begin PROVIDED RECORDS

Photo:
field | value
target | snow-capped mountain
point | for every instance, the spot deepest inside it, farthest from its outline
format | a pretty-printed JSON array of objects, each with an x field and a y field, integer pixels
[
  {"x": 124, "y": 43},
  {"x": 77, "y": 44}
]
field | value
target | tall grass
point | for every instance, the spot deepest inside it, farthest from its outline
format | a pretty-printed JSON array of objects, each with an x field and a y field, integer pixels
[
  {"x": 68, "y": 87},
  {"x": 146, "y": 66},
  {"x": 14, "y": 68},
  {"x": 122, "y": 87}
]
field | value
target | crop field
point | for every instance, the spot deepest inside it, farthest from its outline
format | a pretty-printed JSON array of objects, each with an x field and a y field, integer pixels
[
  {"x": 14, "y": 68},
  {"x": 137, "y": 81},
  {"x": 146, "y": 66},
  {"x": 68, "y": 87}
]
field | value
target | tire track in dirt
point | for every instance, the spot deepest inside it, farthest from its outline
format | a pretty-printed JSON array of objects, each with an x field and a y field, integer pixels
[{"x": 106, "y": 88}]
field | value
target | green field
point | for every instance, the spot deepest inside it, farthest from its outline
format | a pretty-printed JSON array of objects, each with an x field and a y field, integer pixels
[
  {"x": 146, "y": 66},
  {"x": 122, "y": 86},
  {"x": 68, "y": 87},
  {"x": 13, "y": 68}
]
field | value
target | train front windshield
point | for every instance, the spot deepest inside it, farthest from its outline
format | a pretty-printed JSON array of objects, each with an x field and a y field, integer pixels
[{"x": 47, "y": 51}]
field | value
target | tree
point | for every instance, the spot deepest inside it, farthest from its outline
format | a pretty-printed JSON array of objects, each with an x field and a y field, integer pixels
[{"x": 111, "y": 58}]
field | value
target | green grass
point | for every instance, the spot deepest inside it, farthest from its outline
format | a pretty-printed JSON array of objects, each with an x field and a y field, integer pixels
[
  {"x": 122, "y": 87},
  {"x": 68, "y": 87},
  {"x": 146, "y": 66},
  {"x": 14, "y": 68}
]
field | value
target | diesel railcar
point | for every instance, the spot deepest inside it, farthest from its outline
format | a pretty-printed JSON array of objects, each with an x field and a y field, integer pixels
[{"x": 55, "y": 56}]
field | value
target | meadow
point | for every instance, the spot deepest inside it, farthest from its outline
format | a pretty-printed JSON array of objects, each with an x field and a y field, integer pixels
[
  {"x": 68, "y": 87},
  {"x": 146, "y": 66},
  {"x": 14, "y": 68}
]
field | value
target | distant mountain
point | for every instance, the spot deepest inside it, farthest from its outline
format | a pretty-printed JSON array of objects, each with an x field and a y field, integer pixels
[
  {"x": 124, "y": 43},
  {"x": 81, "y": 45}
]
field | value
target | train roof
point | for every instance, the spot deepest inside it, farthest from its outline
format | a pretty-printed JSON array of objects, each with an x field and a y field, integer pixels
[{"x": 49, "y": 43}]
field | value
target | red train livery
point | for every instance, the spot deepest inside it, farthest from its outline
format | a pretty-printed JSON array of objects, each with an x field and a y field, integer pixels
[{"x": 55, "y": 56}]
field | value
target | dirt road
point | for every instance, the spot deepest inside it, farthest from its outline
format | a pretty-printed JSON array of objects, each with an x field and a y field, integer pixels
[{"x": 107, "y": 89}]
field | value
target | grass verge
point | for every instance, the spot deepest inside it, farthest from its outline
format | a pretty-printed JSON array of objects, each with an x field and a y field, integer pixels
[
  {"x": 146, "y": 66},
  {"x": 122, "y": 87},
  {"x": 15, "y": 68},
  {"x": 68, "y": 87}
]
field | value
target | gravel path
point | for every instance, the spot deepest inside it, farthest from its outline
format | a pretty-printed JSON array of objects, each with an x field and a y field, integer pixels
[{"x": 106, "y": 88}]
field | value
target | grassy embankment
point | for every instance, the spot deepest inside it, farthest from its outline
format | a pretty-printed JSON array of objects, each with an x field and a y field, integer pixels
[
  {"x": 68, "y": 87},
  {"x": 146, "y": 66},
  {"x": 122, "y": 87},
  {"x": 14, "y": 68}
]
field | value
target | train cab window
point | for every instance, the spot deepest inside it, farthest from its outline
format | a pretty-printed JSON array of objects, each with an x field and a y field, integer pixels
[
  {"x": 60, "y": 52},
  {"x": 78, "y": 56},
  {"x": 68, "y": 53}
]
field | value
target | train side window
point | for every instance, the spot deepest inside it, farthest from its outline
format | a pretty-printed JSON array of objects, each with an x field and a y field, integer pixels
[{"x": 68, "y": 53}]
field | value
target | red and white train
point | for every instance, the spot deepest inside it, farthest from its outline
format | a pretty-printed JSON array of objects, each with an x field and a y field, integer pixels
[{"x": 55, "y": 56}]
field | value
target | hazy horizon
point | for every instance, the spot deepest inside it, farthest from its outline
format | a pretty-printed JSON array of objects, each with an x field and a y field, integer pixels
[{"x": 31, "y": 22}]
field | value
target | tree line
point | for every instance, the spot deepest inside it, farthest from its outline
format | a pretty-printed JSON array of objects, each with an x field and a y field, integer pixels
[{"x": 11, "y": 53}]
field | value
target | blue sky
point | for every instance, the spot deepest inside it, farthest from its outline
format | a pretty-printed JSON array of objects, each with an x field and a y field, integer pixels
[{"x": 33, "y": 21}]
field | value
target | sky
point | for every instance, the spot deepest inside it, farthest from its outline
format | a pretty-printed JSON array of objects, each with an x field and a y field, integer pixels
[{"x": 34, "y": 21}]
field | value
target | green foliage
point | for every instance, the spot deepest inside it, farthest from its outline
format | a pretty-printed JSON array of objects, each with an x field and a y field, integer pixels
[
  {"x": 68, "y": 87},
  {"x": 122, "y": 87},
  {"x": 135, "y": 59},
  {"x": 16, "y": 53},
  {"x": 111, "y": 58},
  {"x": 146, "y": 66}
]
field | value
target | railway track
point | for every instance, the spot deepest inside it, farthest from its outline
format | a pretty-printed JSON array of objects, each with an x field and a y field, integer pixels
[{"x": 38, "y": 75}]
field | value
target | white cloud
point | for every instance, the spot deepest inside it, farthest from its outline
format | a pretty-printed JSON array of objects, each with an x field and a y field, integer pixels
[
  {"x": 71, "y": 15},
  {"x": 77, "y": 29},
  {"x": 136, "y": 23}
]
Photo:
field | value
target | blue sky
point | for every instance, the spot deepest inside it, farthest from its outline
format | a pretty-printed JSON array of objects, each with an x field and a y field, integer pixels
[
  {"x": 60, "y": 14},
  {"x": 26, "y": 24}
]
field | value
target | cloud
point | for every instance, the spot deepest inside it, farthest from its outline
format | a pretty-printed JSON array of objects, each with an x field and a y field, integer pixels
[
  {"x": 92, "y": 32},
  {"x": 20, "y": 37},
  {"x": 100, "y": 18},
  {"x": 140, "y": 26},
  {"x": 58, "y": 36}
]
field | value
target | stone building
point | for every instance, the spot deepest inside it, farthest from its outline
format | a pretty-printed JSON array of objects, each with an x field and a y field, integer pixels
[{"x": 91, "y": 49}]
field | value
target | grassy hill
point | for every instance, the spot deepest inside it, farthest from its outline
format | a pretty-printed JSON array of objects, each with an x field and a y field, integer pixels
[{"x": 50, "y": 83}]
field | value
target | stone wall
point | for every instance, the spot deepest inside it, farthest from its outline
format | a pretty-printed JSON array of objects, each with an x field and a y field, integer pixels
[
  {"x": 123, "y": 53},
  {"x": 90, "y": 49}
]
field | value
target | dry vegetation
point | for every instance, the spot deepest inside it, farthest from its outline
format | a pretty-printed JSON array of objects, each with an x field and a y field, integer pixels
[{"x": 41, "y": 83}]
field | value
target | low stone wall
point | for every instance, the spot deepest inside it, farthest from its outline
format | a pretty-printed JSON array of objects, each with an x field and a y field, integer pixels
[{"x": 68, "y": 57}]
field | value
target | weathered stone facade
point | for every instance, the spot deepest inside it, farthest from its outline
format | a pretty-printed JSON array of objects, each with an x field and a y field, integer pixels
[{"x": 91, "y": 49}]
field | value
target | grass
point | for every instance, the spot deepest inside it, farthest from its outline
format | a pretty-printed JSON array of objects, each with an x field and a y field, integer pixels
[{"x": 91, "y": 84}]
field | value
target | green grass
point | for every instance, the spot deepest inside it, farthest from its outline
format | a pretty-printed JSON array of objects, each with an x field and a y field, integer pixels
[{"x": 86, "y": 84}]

end PROVIDED RECORDS

▶ **WHAT YOU WILL DO**
Pull out every line of the data above that contains the string "train".

▶ **OUTPUT OF THE EXERCISE**
target | train front windshield
target | train roof
target | red train livery
target | train cab window
target | train side window
target | red and white train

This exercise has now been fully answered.